■ **작업 목록**:
1. Java Stream API 글의 표에 따르면 Stream의 데이터는 몇 번 소비할 수 있나요?
2. 다음 진술 (a), (b), (c)가 Java Stream API 글과 일치하나요? 각각 예 또는 아니요로 답하고, 판단 근거가 되는 글의 문구를 그대로 인용하세요. (a) Collection은 외부 반복을 사용한다. (b) Stream은 요소를 직접 저장한다. (c) Collection은 지연 계산 방식으로 동작한다.
3. Java Stream API 글이 끝난 지점에서 이어 써 주세요.

■ **발췌 본문**:
Java Stream API

Stream이란?

Stream: 데이터 처리 연산을 선언적으로 지원하는 요소들의 시퀀스입니다.

컬렉션과 달리 요소를 저장하지 않고, 소스로부터 요소를 필요할 때 계산하는 파이프라인 구조를 가집니다.

// 명령형 방식 (전통적인 for문)
List<String> filtered = new ArrayList<>();
for (String s : strings) {
    if (s.length() > 3) {
        filtered.add(s.toUpperCase());
    }
}

// 선언형 방식 (Stream)
List<String> filtered = strings.stream()
    .filter(s -> s.length() > 3)
    .map(String::toUpperCase)
    .collect(Collectors.toList());

Collection vs Stream

특성	Collection	Stream
데이터 저장	요소를 직접 저장	요소를 저장하지 않음
데이터 소비	여러 번 순회 가능	한 번만 소비 가능
외부/내부 반복	외부 반복 (for, iterator)	내부 반복
지연 평가	즉시 계산	지연 계산 (Lazy)

■ **데이터 레코드**:

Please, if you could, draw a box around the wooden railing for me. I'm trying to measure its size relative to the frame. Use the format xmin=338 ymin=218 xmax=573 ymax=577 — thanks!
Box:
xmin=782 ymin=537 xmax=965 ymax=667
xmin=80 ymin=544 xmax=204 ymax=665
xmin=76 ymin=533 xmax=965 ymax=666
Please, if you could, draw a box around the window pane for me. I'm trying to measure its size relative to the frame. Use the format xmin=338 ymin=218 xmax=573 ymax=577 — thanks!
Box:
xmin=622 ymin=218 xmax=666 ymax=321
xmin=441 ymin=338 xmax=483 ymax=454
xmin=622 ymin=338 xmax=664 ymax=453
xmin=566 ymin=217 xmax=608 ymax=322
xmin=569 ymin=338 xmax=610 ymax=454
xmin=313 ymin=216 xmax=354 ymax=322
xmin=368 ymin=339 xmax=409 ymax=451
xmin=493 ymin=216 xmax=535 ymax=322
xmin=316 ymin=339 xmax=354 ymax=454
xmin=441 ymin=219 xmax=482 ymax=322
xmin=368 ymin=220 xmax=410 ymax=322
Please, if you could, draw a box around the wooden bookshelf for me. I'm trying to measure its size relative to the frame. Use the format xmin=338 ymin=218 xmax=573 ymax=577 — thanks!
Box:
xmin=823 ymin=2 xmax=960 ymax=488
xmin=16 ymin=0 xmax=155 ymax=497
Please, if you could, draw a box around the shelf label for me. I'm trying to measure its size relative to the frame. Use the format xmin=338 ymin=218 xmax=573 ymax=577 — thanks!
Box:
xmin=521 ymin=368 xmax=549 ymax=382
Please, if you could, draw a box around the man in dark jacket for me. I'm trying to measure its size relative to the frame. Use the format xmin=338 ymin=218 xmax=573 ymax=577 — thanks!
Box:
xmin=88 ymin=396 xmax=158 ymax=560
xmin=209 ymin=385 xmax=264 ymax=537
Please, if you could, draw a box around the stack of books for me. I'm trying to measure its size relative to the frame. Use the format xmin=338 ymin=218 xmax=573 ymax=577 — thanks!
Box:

■ **작업별 결과**:
1. 한 번만 소비할 수 있습니다.

2.
(a) 예, "외부 반복 (for, iterator)"
(b) 아니요, "요소를 저장하지 않음"
(c) 아니요, "즉시 계산"

3.
원본 수정	가능	불가능 (원본 유지)

핵심 차이: Collection은 공간에 초점(데이터 저장), Stream은 시간에 초점(데이터 처리)을 둡니다.

Stream 생성 방법

1. Collection으로부터 생성

List<String> list = Arrays.asList("a", "b", "c");
Stream<String> stream = list.stream();
Stream<String> parallelStream = list.parallelStream();

2. 배열로부터 생성

String[] arr = {"a", "b", "c"};
Stream<String> stream = Arrays.stream(arr);
Stream<String> partial = Arrays.stream(arr, 0, 2); // "a", "b"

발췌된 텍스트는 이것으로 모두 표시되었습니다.